He added that last year he had to leave the country in “anxiety” to finish the book after the BJP government came to power and the Supreme Court struck down the High Court judgment legalizing gay sex.
His new book also is a criticism of HIV-prevention policies of the Bush administration in the United States, the World Bank, UNAIDS and India’s own government. Despite its slim 300-odd pages, it is an exhaustive reporting from India about the condition of homosexuals and sex workers infected with HIV since the virus was detected in 1986.
Whether it was the U.S. government’s insistence on promoting abstinence – and therefore downplaying the use of condoms – or refusal to provide clean, free needles to drug users, few challenged these policies, Dube writes. Moreover, preferring “trafficking victims” or “prostitution” over “sex work” or “sex worker” in government programs cast a criminal air over people who voluntarily became sex workers.
As a former employee of the World Bank’s health policy division, he writes about the heavily subsidised food for “us prosperous people”, ostensibly high expenditure on travel, the staff being “utterly cut off from reality” and his immediate boss’ reluctance to publish a report that recommended legalising sex work. But it was the same organisation, which he joined in 1993, being a huge funder of AIDS prevention efforts in developing countries, that gave equal treatment to its employees, in terms of health insurance for same-sex partners and prohibition of discrimination on the basis of sexual orientation.
The progressive attitude, contrasted in the book with the American government’s “Don’t ask, don’t tell” policy, also stemmed from the “outspokenness of prominent Bank economist Hans Binswanger about being gay and HIV-positive.” But this institutional openness didn’t translate into understanding the predicament of sex workers at that time, the book shows, who were also part of another set of sexual outlaws.
The author joined the UNAIDS secretariat in 2005 as a senior adviser and speech writer to executive director Peter Piot, who was credited with discovering the Ebola virus.

○ ○ ○

> _Tasks and exercises_:
1. Retype the stretch from "His new book" through "detected in 1986." in the excerpt about Dube's book.
2. According to the excerpt about Dube's book, in what year did he join the World Bank?
3. Carry on the excerpt about Dube's book from its final sentence.

> _Information_:
○ ○ ○

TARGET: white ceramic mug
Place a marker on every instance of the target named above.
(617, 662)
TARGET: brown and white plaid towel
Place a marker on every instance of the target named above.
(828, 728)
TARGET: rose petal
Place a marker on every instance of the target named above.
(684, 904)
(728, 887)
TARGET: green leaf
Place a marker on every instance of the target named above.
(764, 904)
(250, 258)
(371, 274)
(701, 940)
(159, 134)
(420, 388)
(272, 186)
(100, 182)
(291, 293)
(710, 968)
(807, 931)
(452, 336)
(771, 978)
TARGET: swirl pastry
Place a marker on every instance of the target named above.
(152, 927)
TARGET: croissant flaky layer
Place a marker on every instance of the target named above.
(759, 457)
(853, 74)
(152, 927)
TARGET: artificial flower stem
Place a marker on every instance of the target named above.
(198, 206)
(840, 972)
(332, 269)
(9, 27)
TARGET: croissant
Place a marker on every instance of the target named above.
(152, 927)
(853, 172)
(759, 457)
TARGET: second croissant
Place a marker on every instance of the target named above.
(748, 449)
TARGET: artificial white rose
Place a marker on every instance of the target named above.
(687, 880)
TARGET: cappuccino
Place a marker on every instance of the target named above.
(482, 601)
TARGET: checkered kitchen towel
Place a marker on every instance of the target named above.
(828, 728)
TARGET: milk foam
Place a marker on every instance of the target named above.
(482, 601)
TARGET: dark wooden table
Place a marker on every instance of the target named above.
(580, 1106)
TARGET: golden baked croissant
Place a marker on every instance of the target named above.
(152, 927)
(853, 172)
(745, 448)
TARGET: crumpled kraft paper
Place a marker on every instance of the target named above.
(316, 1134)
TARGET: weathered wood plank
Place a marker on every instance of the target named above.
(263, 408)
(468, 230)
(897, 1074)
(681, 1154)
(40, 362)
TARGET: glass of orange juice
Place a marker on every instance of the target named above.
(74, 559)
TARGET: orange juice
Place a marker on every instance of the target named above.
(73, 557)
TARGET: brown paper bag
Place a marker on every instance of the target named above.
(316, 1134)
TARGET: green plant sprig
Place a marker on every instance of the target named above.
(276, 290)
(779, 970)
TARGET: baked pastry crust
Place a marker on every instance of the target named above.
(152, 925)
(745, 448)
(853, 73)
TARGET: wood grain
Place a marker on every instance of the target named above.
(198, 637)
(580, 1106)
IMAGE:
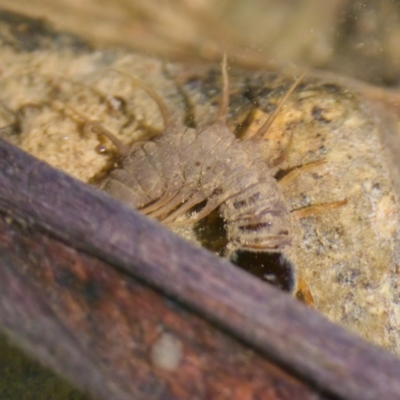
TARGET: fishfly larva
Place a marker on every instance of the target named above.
(166, 178)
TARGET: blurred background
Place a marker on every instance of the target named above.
(351, 37)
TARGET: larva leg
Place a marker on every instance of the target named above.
(298, 171)
(224, 104)
(317, 209)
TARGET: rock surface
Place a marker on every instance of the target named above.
(346, 256)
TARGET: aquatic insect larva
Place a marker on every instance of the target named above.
(167, 177)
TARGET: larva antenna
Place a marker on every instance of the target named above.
(224, 104)
(264, 129)
(165, 113)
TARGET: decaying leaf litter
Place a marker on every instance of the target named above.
(346, 256)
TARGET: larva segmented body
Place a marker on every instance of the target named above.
(184, 167)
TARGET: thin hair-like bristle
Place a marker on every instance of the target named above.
(264, 129)
(224, 104)
(165, 113)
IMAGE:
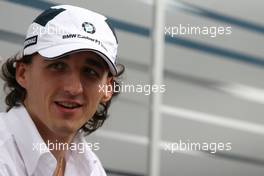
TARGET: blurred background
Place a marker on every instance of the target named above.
(214, 84)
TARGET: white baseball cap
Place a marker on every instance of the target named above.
(64, 29)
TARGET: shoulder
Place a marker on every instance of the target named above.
(8, 150)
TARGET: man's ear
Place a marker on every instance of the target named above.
(21, 74)
(108, 91)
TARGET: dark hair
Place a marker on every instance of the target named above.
(17, 94)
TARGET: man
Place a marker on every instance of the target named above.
(55, 94)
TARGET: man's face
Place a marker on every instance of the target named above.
(62, 95)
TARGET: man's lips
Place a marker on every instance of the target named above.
(68, 104)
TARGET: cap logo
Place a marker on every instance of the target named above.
(88, 27)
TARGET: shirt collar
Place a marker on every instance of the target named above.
(27, 137)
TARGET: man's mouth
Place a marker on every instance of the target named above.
(68, 105)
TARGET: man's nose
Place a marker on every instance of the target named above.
(73, 84)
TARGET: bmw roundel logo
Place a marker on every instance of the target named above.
(88, 27)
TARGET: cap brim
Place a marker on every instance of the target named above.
(58, 51)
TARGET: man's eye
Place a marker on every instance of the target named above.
(91, 72)
(57, 66)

○ ○ ○

> _Answer set_:
1.
His new book also is a criticism of HIV-prevention policies of the Bush administration in the United States, the World Bank, UNAIDS and India’s own government. Despite its slim 300-odd pages, it is an exhaustive reporting from India about the condition of homosexuals and sex workers infected with HIV since the virus was detected in 1986.

2. 1993

3.
“Only the … secretariat had the global legitimacy to halt the Bush administration’s drive to destructively rewrite international HIV prevention strategies,” a chapter in the book, “A World War”, reads. Dube, however, was crestfallen to see his boss’ subservience in accepting the government’s policies on sex work, drug use and abstinence over condoms. These developments took place around the time the United Nations, led by Kofi Annan, had begun providing basic benefits to gay employees and their partners. Dube left the group in anger.
In India, Dube paints a portrait of an “ironic” country, much like the stereotypical idea that India is a land of contradictions. Despite the social disgrace and bigotry attached to homosexual desire, “there was a rip-roaring same-sex life amongst Indian men,” he writes. This takes place against a backdrop of prolonged torture and the incarceration of sexual minorities.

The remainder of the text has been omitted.